■ ARTICLE ■
Here, we can recognize the two main ingredients of MG: (i) the coarse-level correction, \(\tilde{S}=\tilde{R}_F^C A \tilde{P}_C^F\), and (ii) the smoother \(G A_{FF}^{-1} G^T=G(G^T A G)^{-1} G^T\), applied only to the portion of the linear system corresponding to the F-unknowns. A direct connection between Equation (23) and a two-grid approach can be easily established, with the coarse-level correction \(\tilde{S}\) corresponding to \(A_{(j)}\) in the coarse grid, whereas the smoother corresponds to C in (18). Of course, proper local preconditioners for S and \(A_{FF}\) should be provided in Equation (23).

In summary, the main ingredients of AMG are: (i) a coarsening strategy, (ii) restriction and, (iii) prolongation (interpolation) operators, (iv) the smoother, and (v) the application technique [150]. Working on these components gives rise to a considerable number of possible variants. In this regard, AMG methods have attracted a great interest from the scientific community during the last 20 years and are currently object of intense development, see, for instance, [150,151,152,153,154,155,156,157] for a selection of methods.

■ PROVIDED INFORMATION ■
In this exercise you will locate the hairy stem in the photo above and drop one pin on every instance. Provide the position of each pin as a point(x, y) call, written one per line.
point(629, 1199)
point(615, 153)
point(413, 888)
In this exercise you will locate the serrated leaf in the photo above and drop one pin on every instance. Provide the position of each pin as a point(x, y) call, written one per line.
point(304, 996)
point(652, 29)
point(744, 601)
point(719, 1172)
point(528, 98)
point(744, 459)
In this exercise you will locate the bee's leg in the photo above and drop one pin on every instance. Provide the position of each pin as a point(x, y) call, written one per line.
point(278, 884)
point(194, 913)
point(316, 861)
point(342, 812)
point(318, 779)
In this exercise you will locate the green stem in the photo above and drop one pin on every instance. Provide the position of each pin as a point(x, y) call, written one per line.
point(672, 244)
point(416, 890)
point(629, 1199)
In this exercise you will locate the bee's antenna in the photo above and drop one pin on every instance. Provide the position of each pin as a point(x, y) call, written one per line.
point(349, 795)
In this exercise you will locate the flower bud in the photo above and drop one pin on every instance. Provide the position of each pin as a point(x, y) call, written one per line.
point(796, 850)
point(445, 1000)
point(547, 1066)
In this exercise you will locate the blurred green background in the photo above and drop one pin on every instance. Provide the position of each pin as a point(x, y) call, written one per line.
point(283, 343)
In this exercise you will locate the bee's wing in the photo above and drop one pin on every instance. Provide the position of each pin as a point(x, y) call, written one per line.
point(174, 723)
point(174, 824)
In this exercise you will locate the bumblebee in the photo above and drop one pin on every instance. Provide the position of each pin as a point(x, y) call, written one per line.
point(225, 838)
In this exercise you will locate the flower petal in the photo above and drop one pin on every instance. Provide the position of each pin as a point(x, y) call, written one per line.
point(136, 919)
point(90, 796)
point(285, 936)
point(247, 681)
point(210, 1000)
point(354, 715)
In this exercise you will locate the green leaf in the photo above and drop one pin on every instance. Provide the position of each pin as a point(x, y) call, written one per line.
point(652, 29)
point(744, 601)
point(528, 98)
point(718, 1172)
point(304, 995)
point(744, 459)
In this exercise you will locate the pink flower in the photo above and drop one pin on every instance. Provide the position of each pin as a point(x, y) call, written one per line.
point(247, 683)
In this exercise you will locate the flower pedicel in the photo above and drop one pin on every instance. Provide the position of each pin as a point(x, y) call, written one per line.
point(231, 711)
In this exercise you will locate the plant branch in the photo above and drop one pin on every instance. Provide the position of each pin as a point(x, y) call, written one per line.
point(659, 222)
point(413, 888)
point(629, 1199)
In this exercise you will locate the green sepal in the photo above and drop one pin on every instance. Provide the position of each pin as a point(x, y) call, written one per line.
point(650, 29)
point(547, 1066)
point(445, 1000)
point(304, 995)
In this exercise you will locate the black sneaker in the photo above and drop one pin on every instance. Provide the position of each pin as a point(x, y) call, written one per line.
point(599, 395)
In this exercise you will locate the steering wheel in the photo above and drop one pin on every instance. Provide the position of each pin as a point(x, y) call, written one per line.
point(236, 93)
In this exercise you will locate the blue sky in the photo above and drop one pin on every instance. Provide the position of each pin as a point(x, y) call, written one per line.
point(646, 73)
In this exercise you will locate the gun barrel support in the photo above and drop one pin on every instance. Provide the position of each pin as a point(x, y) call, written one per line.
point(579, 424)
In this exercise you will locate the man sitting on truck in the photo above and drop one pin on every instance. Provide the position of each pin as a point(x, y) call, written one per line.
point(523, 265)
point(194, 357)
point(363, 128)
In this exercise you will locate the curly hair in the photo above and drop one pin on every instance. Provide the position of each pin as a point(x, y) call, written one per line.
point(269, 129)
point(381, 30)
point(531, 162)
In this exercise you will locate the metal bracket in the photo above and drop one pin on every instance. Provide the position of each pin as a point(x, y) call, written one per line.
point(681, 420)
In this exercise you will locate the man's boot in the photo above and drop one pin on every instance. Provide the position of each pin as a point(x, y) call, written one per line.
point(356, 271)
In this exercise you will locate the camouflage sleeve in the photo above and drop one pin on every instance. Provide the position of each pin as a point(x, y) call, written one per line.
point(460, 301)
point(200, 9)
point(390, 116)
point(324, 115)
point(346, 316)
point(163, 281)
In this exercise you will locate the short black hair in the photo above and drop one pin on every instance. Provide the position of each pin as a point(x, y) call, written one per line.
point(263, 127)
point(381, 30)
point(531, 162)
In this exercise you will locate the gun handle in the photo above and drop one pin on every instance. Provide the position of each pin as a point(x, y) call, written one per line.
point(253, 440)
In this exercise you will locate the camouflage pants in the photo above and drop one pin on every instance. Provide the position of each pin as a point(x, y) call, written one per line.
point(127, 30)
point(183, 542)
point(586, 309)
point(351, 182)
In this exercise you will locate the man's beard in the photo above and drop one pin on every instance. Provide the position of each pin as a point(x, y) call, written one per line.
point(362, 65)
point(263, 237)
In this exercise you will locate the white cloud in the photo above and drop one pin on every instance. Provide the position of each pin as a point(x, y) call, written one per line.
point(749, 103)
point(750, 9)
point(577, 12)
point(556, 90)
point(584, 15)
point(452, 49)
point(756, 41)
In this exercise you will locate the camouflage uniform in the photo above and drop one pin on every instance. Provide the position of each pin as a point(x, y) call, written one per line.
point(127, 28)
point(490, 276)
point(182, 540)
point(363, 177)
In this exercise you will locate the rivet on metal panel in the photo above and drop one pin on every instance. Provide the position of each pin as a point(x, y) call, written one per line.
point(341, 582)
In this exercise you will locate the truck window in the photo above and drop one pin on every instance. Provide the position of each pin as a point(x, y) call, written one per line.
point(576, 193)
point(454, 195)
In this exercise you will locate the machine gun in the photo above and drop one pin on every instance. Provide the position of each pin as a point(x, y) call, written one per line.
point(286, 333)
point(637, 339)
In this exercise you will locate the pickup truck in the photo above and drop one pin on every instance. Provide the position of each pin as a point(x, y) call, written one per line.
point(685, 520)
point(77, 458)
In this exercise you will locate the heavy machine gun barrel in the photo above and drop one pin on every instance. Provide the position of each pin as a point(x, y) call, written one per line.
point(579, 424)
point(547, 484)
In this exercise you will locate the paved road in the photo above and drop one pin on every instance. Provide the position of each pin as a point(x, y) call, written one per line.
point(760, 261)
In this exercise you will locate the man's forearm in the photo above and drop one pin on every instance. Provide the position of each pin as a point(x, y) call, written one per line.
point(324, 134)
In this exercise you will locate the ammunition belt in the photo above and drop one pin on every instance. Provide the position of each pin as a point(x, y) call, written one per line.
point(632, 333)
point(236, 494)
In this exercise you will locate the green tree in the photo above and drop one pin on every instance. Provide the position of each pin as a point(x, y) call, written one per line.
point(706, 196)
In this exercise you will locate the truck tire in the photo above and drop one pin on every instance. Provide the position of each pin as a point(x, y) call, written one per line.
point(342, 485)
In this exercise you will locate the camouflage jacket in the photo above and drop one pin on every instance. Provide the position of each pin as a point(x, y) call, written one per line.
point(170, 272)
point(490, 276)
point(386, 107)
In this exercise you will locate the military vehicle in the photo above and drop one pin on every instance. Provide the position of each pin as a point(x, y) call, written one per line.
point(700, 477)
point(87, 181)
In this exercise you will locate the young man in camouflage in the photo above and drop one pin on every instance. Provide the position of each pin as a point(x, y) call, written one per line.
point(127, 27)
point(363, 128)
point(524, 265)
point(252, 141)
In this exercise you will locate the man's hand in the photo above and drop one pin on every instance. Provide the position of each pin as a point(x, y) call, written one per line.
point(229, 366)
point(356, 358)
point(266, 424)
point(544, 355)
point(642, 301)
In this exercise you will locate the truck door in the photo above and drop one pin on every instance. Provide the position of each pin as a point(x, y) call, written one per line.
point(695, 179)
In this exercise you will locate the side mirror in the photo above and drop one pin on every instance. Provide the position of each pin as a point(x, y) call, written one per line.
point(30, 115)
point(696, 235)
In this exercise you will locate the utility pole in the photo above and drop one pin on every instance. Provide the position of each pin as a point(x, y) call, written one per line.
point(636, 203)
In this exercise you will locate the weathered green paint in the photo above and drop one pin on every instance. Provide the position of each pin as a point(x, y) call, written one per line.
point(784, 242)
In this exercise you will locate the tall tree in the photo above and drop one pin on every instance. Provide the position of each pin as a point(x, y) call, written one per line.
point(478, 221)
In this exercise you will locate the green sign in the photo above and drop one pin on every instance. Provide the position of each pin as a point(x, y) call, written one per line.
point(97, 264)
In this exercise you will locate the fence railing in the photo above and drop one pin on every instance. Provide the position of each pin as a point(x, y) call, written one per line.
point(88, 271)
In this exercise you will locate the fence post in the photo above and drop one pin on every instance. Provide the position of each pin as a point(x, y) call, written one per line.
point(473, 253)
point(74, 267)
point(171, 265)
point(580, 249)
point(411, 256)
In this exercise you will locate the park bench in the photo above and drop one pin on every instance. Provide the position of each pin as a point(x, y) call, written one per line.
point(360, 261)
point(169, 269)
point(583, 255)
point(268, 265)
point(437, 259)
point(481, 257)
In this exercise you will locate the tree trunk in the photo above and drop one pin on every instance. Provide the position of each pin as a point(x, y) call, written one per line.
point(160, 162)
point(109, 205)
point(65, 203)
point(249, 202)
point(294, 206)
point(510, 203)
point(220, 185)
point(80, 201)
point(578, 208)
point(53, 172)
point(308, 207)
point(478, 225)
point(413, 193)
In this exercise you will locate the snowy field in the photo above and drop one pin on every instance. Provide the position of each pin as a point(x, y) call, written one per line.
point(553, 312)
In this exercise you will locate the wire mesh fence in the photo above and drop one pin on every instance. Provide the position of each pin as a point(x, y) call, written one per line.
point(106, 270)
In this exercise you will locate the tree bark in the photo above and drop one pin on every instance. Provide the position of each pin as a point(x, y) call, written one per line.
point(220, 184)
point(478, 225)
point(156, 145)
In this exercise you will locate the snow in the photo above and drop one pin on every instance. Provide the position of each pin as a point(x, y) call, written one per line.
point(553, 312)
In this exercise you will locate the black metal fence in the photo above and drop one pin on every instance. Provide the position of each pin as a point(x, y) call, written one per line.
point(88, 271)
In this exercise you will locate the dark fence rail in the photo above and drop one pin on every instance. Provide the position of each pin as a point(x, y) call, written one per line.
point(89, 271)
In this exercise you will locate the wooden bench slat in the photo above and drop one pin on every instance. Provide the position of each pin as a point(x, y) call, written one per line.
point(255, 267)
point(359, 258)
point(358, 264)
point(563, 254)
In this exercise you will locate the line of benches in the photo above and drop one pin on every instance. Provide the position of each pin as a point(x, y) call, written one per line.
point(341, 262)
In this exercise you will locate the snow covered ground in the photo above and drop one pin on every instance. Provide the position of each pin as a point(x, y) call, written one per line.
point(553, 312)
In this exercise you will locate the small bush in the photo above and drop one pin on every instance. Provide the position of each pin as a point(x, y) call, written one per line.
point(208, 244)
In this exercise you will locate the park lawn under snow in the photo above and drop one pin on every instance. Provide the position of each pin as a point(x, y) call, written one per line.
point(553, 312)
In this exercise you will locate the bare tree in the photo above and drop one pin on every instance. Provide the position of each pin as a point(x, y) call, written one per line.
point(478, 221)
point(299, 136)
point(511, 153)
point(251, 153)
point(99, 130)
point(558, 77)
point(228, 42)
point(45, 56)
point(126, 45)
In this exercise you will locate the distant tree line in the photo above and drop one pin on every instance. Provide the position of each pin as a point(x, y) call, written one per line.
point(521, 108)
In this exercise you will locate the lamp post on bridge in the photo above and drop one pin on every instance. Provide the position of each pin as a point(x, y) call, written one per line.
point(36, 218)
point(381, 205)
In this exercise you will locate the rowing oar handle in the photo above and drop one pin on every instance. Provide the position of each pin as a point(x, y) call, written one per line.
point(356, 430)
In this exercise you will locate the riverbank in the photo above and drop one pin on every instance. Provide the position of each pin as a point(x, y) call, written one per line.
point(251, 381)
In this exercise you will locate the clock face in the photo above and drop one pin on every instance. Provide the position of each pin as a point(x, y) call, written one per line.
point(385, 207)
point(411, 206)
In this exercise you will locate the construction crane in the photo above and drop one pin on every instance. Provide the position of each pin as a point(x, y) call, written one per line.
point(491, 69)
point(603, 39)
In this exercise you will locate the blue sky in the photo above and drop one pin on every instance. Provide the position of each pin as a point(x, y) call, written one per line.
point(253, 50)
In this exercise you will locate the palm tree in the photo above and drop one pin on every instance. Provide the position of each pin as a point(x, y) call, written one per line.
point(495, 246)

■ WRITTEN TASK ■
Please return the passage on multigrid methods above word for word, starting with "In summary, the" and going on through "selection of methods.".

■ EXPECTED OUTPUT ■
In summary, the main ingredients of AMG are: (i) a coarsening strategy, (ii) restriction and, (iii) prolongation (interpolation) operators, (iv) the smoother, and (v) the application technique [150]. Working on these components gives rise to a considerable number of possible variants. In this regard, AMG methods have attracted a great interest from the scientific community during the last 20 years and are currently object of intense development, see, for instance, [150,151,152,153,154,155,156,157] for a selection of methods.